▶ [Textauszug]:
★ ★ ★ ★ ★

Woran wird gestorben?

Herz- und Kreislauferkrankungen verursachen je nach Land zwischen 30 und 65% der Todesfälle in Europa, gefolgt von Krebs. Während bei Frauen an dritter Stelle die Atemwegserkrankungen folgen, sind es bei den Männern die Folgen von Unfällen sowie Drogen-, Alkohol- und Nikotinmissbrauch.

Atemwegserkrankungen, maligne Tumoren und Erkrankungen des Verdauungssystems sind in armen wie reichen Ländern etwa gleich oft Ursache von Todesfällen. Auch bei neuropsychiatrischen Erkrankungen als Todesursachen liegen sie nahe beieinander. Unterschiede tun sich bei Herz-Kreislauferkrankungen als Todesursachen auf. In den ärmeren Ländern sterben daran mehr als dreimal so viele Menschen wie in den reicheren.

Spitze beim Rauchen und Saufen!

Europa liegt beim Tabak- und Alkoholkonsum inzwischen an der Weltspitze. Im Schnitt nimmt jeder Europäer rund zehn Liter reinen Alkohols im Jahr zu sich. In Deutschland sind es eher zwölf Liter, in Moldawien mehr als 20 Liter.

Die Tuberkulose im Auge behalten

Im Europa der WHO treten Epidemien übertragbarer Krankheiten vergleichsweise seltener auf als im Rest der Welt. Impfkampagnen und Prävention seien aber weiterhin dringend notwendig, heißt es in dem Bericht. Vor allem die Tuberkulose, Aids und weitere sexuell übertragbare Krankheiten müssten im Blick behalten werden. In Osteuropa und Zentralasien schnellen die Aids-Raten nach oben. Auch Kinderlähmung, Röteln und Masern seien längst nicht besiegt.

★ ★ ★ ★ ★

▶ [Quellenangaben]:
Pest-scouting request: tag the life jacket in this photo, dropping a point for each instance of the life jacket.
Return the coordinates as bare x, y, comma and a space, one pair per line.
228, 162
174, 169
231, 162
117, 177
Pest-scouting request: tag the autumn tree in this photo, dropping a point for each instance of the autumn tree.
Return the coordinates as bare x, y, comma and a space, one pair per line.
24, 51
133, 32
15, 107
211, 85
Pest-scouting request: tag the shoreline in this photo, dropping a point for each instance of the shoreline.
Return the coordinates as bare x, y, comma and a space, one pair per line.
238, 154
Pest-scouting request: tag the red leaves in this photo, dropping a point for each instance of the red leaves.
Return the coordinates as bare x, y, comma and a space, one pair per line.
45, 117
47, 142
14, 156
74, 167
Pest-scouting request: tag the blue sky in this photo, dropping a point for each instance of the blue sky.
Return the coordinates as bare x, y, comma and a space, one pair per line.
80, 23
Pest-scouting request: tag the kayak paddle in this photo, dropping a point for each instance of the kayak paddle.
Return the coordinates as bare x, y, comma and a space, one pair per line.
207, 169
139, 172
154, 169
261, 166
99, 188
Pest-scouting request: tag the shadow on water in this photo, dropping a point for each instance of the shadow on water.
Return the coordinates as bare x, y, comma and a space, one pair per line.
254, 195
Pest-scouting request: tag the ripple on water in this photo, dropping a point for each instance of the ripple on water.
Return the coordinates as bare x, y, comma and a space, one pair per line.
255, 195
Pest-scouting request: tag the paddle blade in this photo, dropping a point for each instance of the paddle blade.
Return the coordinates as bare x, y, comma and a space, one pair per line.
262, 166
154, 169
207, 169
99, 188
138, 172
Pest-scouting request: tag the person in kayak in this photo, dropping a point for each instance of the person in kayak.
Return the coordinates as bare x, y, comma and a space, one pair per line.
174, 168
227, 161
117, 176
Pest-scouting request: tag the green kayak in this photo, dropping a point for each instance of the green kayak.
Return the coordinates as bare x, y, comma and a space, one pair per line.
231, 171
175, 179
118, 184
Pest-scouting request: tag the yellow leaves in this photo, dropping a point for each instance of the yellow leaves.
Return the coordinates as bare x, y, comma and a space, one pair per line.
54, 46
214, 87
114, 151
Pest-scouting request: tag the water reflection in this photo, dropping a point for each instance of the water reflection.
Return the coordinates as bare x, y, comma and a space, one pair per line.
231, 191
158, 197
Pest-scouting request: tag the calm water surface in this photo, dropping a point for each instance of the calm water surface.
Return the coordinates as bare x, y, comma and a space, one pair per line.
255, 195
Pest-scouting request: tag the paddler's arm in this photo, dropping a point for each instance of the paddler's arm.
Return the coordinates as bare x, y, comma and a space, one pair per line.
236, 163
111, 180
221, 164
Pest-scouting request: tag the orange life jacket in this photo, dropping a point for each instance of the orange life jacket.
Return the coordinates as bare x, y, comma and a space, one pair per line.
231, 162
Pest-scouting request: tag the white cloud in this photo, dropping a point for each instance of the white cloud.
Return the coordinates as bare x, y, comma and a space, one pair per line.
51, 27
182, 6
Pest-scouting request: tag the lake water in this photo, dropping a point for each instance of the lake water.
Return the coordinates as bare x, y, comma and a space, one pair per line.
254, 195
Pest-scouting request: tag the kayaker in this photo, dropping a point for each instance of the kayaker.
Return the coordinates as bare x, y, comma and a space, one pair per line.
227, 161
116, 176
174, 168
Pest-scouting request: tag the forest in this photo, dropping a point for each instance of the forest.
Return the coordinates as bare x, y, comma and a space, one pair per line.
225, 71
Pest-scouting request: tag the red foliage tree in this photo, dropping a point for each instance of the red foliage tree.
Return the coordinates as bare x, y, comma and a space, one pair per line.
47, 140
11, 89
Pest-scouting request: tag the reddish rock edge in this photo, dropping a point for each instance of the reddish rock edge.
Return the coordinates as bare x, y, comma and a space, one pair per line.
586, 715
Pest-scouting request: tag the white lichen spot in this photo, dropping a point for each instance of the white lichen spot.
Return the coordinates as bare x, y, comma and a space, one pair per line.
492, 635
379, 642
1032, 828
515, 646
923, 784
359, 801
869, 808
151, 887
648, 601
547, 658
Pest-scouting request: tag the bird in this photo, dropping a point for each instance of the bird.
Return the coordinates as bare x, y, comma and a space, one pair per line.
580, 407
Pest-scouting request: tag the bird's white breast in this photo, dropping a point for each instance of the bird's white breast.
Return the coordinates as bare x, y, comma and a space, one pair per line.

★ ★ ★ ★ ★

▶ [Ziel der Übung]:
Kannst du aus dem Text über Todesursachen in Europa die Stelle von „Europa liegt beim“ bis einschließlich „längst nicht besiegt.“ wortgetreu ausgeben? Die Zeilen werden hierfür nicht gebraucht.

▶ [Lösung]:
Europa liegt beim Tabak- und Alkoholkonsum inzwischen an der Weltspitze. Im Schnitt nimmt jeder Europäer rund zehn Liter reinen Alkohols im Jahr zu sich. In Deutschland sind es eher zwölf Liter, in Moldawien mehr als 20 Liter.

Die Tuberkulose im Auge behalten

Im Europa der WHO treten Epidemien übertragbarer Krankheiten vergleichsweise seltener auf als im Rest der Welt. Impfkampagnen und Prävention seien aber weiterhin dringend notwendig, heißt es in dem Bericht. Vor allem die Tuberkulose, Aids und weitere sexuell übertragbare Krankheiten müssten im Blick behalten werden. In Osteuropa und Zentralasien schnellen die Aids-Raten nach oben. Auch Kinderlähmung, Röteln und Masern seien längst nicht besiegt.